# STUDY TEXT
My theory was to combine them as an array and determine the next date from there. However I'm having trouble getting to that point.

The code below was from this question. How to generate in PHP all combinations of items in multiple arrays

<?php
function combinations($arrays, $i = 0) {
    if (!isset($arrays[$i])) {
        return array();
    }
    if ($i == count($arrays) - 1) {
        return $arrays[$i];
    }

    // get combinations from subsequent arrays
    $tmp = combinations($arrays, $i + 1);

    $result = array();

    // concat each array from tmp with each element from $arrays[$i]
    foreach ($arrays[$i] as $v) {
        foreach ($tmp as $t) {
            $result[] = is_array($t) ? 
                array_merge(array($v), $t) :
                array($v, $t);
        }
    }

    return $result;
}

print_r(
    combinations(
        array(
            array($day), 
            array($month), 
            array($year)
        )
    )

# RECORDS

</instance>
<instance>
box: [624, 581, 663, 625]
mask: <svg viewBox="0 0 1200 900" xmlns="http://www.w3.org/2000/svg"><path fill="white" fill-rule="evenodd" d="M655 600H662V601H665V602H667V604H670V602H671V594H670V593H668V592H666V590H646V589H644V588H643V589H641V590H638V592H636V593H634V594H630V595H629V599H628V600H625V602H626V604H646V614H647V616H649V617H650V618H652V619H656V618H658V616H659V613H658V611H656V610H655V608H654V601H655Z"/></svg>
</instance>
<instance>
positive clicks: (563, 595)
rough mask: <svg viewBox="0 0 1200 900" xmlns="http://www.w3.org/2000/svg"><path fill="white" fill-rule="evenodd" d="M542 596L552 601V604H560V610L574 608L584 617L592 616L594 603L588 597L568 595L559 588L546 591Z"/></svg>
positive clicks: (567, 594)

# PROBLEMS TO WORK ON
**1)** Copy the mask records character for character, including every tag and coordinate.
**2)** Write the next part of the text about combining day, month, and year arrays in PHP, starting right after its last line.
The text and the records are unrelated, so treat each as its own material.

# EXERCISE RESULTS
**1)**
</instance>
<instance>
box: [624, 581, 663, 625]
mask: <svg viewBox="0 0 1200 900" xmlns="http://www.w3.org/2000/svg"><path fill="white" fill-rule="evenodd" d="M655 600H662V601H665V602H667V604H670V602H671V594H670V593H668V592H666V590H646V589H644V588H643V589H641V590H638V592H636V593H634V594H630V595H629V599H628V600H625V602H626V604H646V614H647V616H649V617H650V618H652V619H656V618H658V616H659V613H658V611H656V610H655V608H654V601H655Z"/></svg>
</instance>
<instance>
positive clicks: (563, 595)
rough mask: <svg viewBox="0 0 1200 900" xmlns="http://www.w3.org/2000/svg"><path fill="white" fill-rule="evenodd" d="M542 596L552 601V604H560V610L574 608L584 617L592 616L594 603L588 597L568 595L559 588L546 591Z"/></svg>
positive clicks: (567, 594)

**2)**
);

?>

Which outputs:

Array ( [0] => Array ( [0] => 28,29,30 [1] => 02,04,07,10 [2] => 2020,2021 ) )

Next I tried stripping the commas and splitting the strings.

$day = str_replace(",", "", $day); 
$day = str_split($day, 2);
  
$month = str_replace(",", "", $month); 
$month = str_split($month, 2);
  
$year = str_replace(",", "", $year); 
$year = str_split($year, 4);

Output:

Array ( [0] => Array ( [0] => Array ( [0] => 28 [1] => 29 [2] => 30 ) [1] => Array ( [0] => 02 [1] => 04 [2] => 07 [3] => 10 ) [2] => 2020 [3] => 2021 ) )

I'm now at a loss as to how I would go about determining what the next date would be. Any advice or pointers would be greatly appreciated.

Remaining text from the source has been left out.